__Task instructions__.
Apart from the images, output the data below exactly.

[Image-grounded pointing data]
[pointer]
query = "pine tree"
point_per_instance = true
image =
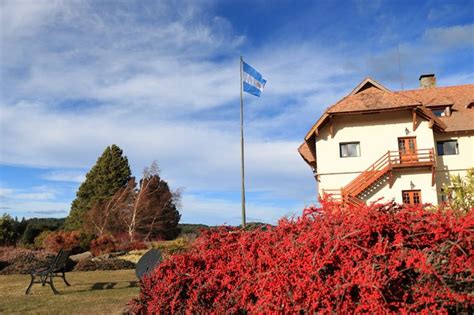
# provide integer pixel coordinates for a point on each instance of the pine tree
(110, 173)
(145, 211)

__Expected answer__.
[pointer]
query = "pine tree"
point_per_instance = true
image =
# provide integer pixel coordinates for a point on each instance of the pine tree
(110, 173)
(145, 211)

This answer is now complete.